**TEXT EXCERPT:**
= = = = =
Argued and Submitted January 14, 1994.
Decided October 19, 1995.
James Weinstein, Arizona State University, College of Law, Tempe, Arizona, for plaintiff-appellant.
Karen L. Lugosi, Assistant Attorney General, Phoenix, Arizona, for defendant-appellee.
Appeal from the United States District Court for the District of Arizona.
Before: GOODWIN, WIGGINS, and BRUNETTI, Circuit Judges.
Mark Koch appeals from the district court's ruling on remand that his original notice of appeal was untimely. We have jurisdiction pursuant to 28 U.S.C. § 1291, and we reverse on the ground of Federal Rule of Appellate Procedure 4(c).
I. Background
Mark Koch was one of several Arizona state prisoners who sued prison officials under 42 U.S.C. § 1983 for alleged violations of the prisoners' constitutional rights during an anal cavity search by prison guards. The case was tried before a jury, which found that prison officials had violated the prisoners' rights under the Fourth and Eighth Amendments, but that the prison officials were entitled to a defense of qualified immunity. Koch appealed, arguing that there was insufficient evidence to support the jury's finding of qualified immunity. Vaughan v. Ricketts, 950 F.2d 1464 (9th Cir. 1991).
The Vaughan court was unable to address the merits of Koch's appeal without first deciding whether Koch's notice of appeal was timely filed under Federal Rule of Appellate Procedure 4(a). Rule 4(a) establishes a thirty-day time limit for the filing of appeals that is both mandatory and jurisdictional. Bird v. Reese, 875 F.2d 256, 256-57 (9th Cir. 1989). Thus, absent timely filing, this court lacks jurisdiction over Koch's case. Koch's notice of appeal was received and file stamped by the district court clerk on August 8, 1990, nine days after the July 30, 1990 deadline established by Rule 4(a).
= = = = =
**WRITTEN TASKS:**
- 1) List every full calendar date (month, day, and year) that appears in the court opinion.
- 2) Reproduce the part of the court opinion from "Decided October 19, 1995." to "Arizona, for defendant-appellee.".
The records that come next are separate material, unrelated to the court opinion.

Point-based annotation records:
= = = = =
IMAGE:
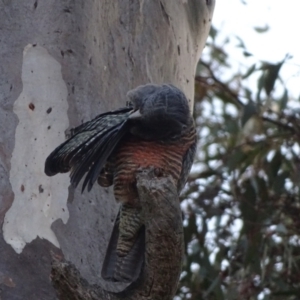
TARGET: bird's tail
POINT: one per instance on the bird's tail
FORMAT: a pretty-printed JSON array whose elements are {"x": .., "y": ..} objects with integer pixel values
[{"x": 124, "y": 257}]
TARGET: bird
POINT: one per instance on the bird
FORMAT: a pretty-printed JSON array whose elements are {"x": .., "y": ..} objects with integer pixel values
[{"x": 154, "y": 129}]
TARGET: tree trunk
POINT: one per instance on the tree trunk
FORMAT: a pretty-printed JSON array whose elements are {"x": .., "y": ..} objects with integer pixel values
= = = = =
**ANSWERS IN ORDER:**
- 1) January 14, 1994; October 19, 1995; August 8, 1990; July 30, 1990

- 2)
Decided October 19, 1995.
James Weinstein, Arizona State University, College of Law, Tempe, Arizona, for plaintiff-appellant.
Karen L. Lugosi, Assistant Attorney General, Phoenix, Arizona, for defendant-appellee.